• **Text section**:
Segment Open

Member of the French Senate for Loire
- In office 1983–2001

Member of the National Assembly for Loire's 2nd constituency
- In office 1958–1981
- Succeeded by: Bruno Vennin

Personal details
- Born: Lucien Louis Neuwirth 18 May 1924 Saint-Étienne, France
- Died: 26 November 2013 (aged 89) Paris, France
- Party: RPR
- Spouse(s): Marinette Didier Sophie Huet ​(m. 1999)​
- Children: 1
- Education: Lycée Claude-Fauriel

= Lucien Neuwirth =

French politician

Lucien Neuwirth (18 May 1924 – 26 November 2013) was a French politician first elected to the French National Assembly in 1958. The eponymous Neuwirth Law legalized birth control in France on 28 December 1967.

== Biography ==
Born in 1924, Neuwirth joined the French Resistance in 1940 and was arrested by the Vichy police. He later escaped through Spain. He was in London in 1944, where he discovered birth control which was then banned from France. He joined the Free French paratroopers and fought in Brittany, Belgium and the Netherlands, where he was wounded and taken prisoner in April 1945. He miraculously survived a firing squad, being only wounded by his captors.

After the war, Neuwirth joined the Rally of the French People and was elected to the Saint-Étienne city council. During his time in office he learned of the problems caused by unwanted births. As a member of the military reserve force, he spent some time in Algiers around 1958 and helped in the negotiations which led to the end of the French Fourth Republic.

He was elected to the French National Assembly in 1958. With some help from the French birth control movement (Mouvement français du planning familial), he wrote a law draft to legalize birth control in 1966. He faced a violent opposition in his political family, notably the government, and successfully pleaded his case to General De Gaulle himself. The Neuwirth Law was finally voted with left-wing support on 19 December 1967.

Neuwirth remained in the National Assembly until the pink wave of 1981 and was elected to the Senate in 1983. His main cause in his last years was palliative care, for which he supported two laws in 1995 and in 1999. He died in Paris on 26 November 2013 aged 89.

Segment Closed

Point localization data:
Segment Open

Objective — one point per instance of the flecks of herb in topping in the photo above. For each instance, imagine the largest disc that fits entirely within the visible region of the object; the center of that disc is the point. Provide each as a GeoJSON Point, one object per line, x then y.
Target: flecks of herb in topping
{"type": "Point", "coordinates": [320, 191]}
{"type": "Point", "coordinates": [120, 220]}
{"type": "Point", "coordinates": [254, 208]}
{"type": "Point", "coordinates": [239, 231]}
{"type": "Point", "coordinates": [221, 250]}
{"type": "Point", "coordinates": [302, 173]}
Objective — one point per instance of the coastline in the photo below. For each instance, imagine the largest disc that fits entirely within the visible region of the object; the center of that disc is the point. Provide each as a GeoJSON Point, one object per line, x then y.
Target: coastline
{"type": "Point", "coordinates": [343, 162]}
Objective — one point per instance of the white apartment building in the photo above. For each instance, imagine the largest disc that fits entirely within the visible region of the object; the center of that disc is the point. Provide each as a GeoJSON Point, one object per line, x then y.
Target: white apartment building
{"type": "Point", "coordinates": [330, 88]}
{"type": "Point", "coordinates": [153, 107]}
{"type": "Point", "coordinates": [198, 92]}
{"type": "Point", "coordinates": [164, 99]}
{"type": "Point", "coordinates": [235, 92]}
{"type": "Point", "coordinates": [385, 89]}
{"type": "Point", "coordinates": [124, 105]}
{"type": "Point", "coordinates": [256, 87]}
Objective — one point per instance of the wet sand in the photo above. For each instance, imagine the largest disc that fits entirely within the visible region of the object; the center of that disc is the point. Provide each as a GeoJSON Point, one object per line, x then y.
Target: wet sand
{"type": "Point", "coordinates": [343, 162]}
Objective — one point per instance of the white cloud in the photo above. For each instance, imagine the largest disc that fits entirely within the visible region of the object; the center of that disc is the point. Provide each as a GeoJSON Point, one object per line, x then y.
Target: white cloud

Segment Closed

• **Things to do**:
a – Using the Lucien Neuwirth biography, decide whether each statement agrees with it: (i) Neuwirth was taken prisoner in April 1945; (ii) the Neuwirth Law was voted with right-wing support; (iii) Neuwirth was elected to the Senate in 1981. For each, answer yes or no and quote the words of the biography that settle it.
b – Retype the part of the Lucien Neuwirth biography that opens with the words containing "He was elected" and closes with "19 December 1967.".

• **Exercise answers**:
a –
(i) Yes: "where he was wounded and taken prisoner in April 1945"
(ii) No: "The Neuwirth Law was finally voted with left-wing support on 19 December 1967."
(iii) No: "was elected to the Senate in 1983"

b –
He was elected to the French National Assembly in 1958. With some help from the French birth control movement (Mouvement français du planning familial), he wrote a law draft to legalize birth control in 1966. He faced a violent opposition in his political family, notably the government, and successfully pleaded his case to General De Gaulle himself. The Neuwirth Law was finally voted with left-wing support on 19 December 1967.